This past weekend, my delectable friend, Mathina, and I held a little dinner party. We cooked our li'l tushies off and it was worth it. Well, in particular, Mathina's Persian love cake was worth it. Even though it's full of stuff I try real hard not to eat (dairy, sugar, wheat... puh!), I have no doubt that it'll visit me in my dreams for some nights to come. And it will probably replenish the previously cooked-off tushy. Ah, well.
As is wont to happen, a discussion arose over said LUUUUV cake about the film Crash. The prevailing attitudes about said movie were primarily positive, with a few pip-squeak-y disavowals of such favor from a couple of us. I, for example, am not crazy about that film, and yet I think I was less than articulate when given the floor to extemporaneously explain why. Fortunately for me, I have my very own forum in which I can more thoughtfully elucidate my concerns about this movie and its behemoth-proportioned acclaim and popularity. Dear fellow party guests, please forgive me for the spouting off I am about to do:
First and foremost among my concerns about this film is that it's not much more than a bunch of easily digested, difficult-to-disagree-with moralizing. It's message is so monolithic that it verges on propaganda. I mean, who's really going to argue with the stance that making assumptions about people based on their skin color, religion, and/or ethnic heritage is wrong? And this is the stance with which the film unremittingly bashes us over the head. It's the sort of film that we good little liberals go see and congratulate ourselves for our choice in movie-viewing as it affirms all our best intentions toward social consciousness. We can watch all of its goings on from a safe distance of our stadium seating and judge the characters' respective levels of nobility and deplorability exactly as the filmmakers would have us judge them.

(Named-object pointing records)
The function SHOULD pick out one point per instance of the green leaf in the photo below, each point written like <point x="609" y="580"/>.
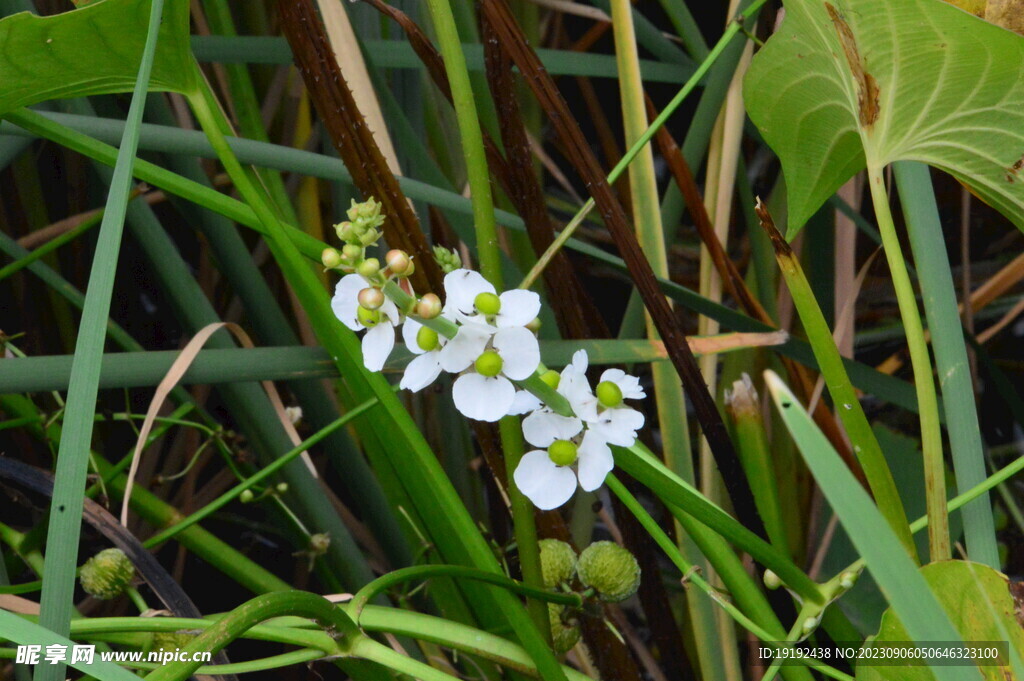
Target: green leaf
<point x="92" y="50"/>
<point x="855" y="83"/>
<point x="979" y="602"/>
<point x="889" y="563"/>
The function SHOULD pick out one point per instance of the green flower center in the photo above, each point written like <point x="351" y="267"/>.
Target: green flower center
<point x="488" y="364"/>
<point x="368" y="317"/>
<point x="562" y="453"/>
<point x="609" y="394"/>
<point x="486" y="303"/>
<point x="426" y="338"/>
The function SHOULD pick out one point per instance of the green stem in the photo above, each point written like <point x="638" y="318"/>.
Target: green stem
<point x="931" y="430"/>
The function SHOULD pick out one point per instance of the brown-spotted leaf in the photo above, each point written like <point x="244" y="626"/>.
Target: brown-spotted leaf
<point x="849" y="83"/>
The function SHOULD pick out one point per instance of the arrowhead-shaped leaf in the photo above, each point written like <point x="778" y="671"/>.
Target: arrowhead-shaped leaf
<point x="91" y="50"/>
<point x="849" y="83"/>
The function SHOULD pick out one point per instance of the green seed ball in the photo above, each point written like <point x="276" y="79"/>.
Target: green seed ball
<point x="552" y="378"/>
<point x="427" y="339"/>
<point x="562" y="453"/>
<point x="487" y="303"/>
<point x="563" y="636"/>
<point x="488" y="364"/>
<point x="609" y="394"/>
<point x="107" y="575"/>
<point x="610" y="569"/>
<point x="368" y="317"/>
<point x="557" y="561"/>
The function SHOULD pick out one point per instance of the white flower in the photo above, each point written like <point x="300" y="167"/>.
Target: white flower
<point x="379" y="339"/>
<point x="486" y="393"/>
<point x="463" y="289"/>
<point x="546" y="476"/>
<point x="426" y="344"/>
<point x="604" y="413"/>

* * *

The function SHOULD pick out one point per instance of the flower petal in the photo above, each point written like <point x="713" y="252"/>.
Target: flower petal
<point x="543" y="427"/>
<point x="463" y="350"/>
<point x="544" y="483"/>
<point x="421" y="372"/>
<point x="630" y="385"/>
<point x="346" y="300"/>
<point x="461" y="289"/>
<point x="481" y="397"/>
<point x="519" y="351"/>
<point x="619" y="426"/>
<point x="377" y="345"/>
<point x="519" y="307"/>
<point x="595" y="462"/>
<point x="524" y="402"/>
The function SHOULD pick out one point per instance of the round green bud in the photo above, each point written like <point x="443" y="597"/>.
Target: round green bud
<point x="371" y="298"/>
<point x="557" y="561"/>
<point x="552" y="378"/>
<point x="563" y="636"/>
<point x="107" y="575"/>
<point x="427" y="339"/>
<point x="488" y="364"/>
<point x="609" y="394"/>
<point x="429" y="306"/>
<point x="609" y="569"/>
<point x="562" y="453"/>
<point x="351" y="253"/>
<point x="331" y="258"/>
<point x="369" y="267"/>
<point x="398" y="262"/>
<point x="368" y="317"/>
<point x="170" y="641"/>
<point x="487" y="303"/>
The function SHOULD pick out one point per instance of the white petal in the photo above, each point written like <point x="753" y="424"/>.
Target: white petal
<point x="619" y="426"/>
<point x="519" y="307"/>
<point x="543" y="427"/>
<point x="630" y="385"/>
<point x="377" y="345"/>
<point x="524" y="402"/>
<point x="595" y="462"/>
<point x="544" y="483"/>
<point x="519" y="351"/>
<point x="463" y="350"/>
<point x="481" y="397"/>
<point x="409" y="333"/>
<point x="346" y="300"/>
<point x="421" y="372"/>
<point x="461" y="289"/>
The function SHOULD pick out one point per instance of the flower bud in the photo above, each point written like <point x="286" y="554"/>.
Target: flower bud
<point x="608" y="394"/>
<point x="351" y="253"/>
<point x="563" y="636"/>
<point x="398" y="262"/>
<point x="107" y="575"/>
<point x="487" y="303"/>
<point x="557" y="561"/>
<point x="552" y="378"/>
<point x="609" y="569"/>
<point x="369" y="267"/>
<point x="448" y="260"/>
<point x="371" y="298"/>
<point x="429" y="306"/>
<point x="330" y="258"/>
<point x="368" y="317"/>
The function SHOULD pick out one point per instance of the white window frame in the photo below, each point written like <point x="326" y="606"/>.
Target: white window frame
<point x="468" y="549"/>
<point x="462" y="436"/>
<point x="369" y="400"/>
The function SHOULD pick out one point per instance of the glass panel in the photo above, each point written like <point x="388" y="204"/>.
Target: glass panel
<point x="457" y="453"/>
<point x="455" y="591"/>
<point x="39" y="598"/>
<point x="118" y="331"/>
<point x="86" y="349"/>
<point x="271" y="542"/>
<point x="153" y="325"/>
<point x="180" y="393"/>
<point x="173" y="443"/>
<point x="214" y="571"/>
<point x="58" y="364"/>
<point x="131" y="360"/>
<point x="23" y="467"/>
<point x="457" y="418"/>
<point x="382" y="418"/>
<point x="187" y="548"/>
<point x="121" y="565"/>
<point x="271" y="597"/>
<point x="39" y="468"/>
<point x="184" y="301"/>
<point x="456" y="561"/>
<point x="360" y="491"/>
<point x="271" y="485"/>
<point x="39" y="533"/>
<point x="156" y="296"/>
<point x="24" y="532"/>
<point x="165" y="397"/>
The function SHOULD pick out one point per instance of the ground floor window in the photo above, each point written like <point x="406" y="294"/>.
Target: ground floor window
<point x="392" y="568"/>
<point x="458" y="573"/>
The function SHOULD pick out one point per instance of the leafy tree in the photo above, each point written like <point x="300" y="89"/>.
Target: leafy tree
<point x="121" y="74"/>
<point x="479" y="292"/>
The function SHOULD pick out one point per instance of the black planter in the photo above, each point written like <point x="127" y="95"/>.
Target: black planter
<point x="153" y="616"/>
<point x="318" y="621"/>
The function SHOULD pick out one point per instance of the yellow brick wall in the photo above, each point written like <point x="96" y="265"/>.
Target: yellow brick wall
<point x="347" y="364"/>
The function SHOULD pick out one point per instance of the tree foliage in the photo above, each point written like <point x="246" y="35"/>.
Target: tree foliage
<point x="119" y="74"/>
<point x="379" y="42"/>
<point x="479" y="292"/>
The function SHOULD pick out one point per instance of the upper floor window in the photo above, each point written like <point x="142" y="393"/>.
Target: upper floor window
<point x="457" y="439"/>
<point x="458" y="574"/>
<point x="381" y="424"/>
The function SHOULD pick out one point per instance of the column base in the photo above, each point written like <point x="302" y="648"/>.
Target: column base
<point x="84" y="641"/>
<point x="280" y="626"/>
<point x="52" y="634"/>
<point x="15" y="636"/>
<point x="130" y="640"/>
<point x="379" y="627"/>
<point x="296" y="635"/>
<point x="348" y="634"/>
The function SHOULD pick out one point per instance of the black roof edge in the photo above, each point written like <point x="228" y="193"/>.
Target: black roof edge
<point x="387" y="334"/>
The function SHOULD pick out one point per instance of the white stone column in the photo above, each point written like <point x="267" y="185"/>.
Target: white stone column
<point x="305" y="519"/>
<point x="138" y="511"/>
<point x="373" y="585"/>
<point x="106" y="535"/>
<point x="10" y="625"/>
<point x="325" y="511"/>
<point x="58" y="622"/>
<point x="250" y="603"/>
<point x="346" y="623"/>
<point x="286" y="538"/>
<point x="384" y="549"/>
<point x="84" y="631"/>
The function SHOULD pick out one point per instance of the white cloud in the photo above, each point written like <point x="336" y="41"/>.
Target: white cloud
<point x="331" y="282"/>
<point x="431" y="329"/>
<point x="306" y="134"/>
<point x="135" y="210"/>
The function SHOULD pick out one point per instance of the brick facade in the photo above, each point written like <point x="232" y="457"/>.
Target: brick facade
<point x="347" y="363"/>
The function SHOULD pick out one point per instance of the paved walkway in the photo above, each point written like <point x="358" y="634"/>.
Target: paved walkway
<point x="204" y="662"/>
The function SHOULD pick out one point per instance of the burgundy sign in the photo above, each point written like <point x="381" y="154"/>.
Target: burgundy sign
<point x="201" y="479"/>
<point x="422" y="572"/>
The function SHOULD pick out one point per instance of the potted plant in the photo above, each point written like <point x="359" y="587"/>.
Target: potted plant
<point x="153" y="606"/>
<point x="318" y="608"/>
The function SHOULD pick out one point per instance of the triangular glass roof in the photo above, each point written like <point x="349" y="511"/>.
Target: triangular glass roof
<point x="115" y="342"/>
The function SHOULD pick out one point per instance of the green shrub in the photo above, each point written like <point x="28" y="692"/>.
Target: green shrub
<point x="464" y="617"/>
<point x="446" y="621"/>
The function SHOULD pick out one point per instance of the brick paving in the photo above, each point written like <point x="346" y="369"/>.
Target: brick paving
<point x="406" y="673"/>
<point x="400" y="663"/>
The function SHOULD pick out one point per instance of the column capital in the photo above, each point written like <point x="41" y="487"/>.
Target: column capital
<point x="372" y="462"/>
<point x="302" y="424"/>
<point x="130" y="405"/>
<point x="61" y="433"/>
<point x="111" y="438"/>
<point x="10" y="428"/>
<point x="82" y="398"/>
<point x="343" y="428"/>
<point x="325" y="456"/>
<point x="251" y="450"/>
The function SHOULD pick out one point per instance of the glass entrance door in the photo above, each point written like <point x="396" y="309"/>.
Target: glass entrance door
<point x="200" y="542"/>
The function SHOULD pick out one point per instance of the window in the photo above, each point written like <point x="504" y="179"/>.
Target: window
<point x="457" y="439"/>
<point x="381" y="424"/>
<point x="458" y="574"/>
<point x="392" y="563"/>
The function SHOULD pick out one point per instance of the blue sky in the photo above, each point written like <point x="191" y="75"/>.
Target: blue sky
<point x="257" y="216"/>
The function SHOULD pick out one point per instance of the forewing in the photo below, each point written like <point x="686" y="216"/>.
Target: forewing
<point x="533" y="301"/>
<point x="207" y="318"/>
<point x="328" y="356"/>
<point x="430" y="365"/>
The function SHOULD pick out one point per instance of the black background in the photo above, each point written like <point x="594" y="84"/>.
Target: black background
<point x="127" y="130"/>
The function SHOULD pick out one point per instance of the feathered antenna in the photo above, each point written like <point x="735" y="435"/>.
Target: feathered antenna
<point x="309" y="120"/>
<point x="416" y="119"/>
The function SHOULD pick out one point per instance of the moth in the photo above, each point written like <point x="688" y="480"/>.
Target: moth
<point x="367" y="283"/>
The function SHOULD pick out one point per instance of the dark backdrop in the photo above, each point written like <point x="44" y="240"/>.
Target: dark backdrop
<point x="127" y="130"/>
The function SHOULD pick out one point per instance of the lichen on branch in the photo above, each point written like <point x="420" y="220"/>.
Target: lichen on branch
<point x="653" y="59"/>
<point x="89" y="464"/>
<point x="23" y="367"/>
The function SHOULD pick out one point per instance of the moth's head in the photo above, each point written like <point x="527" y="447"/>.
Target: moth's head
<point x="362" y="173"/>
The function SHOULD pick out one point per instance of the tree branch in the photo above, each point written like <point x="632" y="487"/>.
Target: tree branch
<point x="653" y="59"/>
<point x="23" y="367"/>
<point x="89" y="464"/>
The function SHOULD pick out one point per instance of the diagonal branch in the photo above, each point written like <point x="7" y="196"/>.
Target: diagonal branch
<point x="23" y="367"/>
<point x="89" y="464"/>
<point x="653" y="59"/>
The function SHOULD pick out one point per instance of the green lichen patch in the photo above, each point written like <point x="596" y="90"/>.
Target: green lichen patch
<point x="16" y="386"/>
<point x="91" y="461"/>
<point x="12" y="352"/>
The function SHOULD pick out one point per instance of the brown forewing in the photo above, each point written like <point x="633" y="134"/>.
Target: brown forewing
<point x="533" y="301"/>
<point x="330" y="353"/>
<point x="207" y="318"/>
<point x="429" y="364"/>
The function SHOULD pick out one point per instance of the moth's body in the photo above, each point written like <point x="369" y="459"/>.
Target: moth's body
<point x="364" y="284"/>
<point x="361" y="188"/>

...

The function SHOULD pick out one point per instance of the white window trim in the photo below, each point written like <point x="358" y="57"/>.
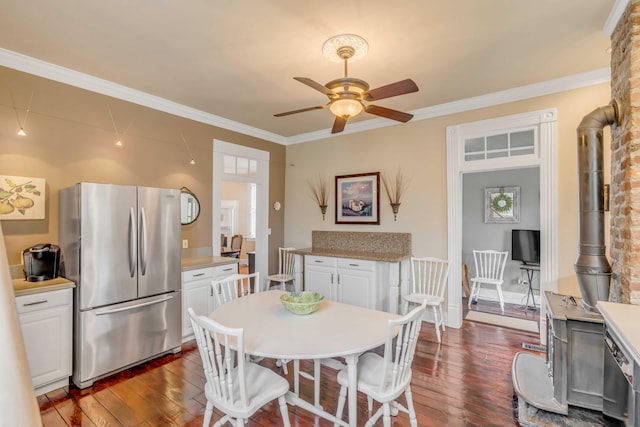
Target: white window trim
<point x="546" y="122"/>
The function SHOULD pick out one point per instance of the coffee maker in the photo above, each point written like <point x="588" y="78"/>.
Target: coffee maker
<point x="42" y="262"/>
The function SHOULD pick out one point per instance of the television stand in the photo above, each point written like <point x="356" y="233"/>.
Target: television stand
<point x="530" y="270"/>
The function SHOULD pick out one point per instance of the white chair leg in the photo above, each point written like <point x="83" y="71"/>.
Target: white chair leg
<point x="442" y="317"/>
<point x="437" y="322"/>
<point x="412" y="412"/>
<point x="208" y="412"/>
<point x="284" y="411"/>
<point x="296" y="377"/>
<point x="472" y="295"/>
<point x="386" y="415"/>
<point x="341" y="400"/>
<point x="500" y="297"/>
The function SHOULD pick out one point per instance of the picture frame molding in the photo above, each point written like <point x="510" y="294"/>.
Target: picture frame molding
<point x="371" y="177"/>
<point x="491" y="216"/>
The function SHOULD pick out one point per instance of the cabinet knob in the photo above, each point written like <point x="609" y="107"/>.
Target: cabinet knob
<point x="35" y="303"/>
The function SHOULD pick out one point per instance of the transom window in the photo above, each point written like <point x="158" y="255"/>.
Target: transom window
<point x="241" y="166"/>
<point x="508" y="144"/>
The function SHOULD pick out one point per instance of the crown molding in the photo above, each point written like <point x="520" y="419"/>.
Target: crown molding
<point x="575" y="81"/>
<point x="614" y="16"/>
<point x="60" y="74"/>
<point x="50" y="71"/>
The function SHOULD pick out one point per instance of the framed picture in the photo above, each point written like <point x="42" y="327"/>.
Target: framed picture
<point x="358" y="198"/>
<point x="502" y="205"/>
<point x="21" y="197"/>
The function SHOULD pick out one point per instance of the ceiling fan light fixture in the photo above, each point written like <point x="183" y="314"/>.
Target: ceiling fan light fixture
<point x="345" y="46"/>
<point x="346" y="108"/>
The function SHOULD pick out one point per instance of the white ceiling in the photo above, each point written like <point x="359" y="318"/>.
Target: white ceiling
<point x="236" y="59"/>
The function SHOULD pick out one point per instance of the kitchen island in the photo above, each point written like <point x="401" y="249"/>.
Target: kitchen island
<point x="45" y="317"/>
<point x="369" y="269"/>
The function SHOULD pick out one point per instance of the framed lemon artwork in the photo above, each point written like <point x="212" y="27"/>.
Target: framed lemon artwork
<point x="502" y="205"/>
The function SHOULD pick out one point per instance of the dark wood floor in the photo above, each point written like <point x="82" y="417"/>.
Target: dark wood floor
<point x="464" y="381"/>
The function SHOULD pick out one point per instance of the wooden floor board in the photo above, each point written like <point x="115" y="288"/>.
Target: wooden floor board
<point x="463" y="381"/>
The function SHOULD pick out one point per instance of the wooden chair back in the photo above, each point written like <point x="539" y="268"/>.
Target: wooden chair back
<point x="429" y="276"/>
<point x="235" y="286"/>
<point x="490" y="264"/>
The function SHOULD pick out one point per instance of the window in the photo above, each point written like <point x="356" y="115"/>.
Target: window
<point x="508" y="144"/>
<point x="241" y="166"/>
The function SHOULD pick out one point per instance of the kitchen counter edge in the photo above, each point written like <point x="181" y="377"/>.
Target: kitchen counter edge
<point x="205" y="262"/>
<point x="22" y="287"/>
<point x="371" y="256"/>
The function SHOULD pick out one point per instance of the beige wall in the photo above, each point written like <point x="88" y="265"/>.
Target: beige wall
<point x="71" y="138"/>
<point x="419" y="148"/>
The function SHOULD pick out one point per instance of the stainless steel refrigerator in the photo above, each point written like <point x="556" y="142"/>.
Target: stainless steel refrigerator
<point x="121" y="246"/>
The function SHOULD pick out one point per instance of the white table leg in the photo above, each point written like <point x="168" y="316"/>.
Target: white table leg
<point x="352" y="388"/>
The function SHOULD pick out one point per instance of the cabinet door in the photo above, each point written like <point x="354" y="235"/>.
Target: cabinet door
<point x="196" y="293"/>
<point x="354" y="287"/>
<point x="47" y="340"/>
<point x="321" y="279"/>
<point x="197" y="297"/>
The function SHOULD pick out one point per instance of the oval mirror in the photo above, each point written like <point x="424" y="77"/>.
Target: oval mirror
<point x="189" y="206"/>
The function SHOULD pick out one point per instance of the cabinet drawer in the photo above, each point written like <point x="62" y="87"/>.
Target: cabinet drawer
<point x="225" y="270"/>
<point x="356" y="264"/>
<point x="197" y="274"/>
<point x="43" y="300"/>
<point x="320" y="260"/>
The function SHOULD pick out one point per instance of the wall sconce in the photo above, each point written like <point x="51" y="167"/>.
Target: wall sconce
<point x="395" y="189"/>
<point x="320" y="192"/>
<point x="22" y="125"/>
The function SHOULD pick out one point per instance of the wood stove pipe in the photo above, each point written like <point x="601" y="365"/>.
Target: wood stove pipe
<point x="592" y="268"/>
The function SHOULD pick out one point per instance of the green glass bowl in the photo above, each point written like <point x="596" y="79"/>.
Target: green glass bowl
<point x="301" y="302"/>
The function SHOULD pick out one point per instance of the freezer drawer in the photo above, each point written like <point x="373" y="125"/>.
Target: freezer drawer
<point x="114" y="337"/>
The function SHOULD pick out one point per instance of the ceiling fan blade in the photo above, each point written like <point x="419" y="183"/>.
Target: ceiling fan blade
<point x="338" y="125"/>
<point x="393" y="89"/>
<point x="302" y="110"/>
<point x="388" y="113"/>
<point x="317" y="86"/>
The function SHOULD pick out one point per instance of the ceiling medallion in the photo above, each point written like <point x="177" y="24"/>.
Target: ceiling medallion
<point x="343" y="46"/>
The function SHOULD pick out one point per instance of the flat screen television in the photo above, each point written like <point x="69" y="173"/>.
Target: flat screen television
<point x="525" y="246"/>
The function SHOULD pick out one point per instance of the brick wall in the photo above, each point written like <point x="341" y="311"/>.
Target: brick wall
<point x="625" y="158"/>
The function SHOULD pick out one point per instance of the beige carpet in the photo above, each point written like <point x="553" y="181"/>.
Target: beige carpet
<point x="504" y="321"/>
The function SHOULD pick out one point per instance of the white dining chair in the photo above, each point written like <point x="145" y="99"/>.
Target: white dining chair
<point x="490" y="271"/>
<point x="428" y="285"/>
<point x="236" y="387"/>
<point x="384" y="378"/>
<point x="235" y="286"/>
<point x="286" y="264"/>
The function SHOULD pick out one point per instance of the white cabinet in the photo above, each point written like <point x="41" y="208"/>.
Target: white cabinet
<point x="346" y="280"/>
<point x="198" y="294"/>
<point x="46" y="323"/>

**Required tasks**
1. In the post about the film Crash, which foods does the writer say they try hard not to eat?
2. Proceed with the post about the film Crash, picking up right after its final sentence and keeping the writer's voice.
The entries above are separate material, unconnected to the post about the film Crash.

**Answers to the exercises**
1. Dairy, sugar, and wheat.

2.
But the thing is, I don't much care for an aesthetic experience in which I'm coached to think one thing over another. But more on this later.
In our discussion, Matt Dillon's racist cop character was cited as a multi-dimensional man who defied judgment. With this notion, I could not disagree more. This character is nothing more than King Kong. He's less than Frankenstein's monster. And his monstrosity is handily established early in the film so that we in the audience are able to, simultaneously, establish our psychological safe distance from him. He's a racist. He's a molester and a sexual predator. He is a bad man. We do not like him. We think, Oh, I would NEVER behave like that. He is the opposite of me. And then, of course, because he is King Kong, we learn that there's a little gold in his heart. He can be heroic when the moment so calls for it. And yet, because we've already safely distanced ourselves from him, we can acknowledge that he's just a human without really forgiving him for being the asshole he was in the beginning. He's so trope-ic that he's quite possibly the least interesting character in the film.
For my money, however, his foil, Ryan Phillipe's rookie-with-a-conscience character is the one to watch. He is aware of the pervasive racism around him. It niggles him and he protests, a little whinily, against it. He thinks racism blows, man, and he wants to do something about it. The audience identifies with him. At last! Here's a man we can like. Here's a man who shares our liberal guilt. And he is posited so clearly in relief against Dillon's character that, really, we are given little choice but to noddingly adore him. With his little blond curls and big blue eyes and smoothly protruding lower lip, has Ryan Phillipe ever been convincing in any role other than that of an over-grown cherub?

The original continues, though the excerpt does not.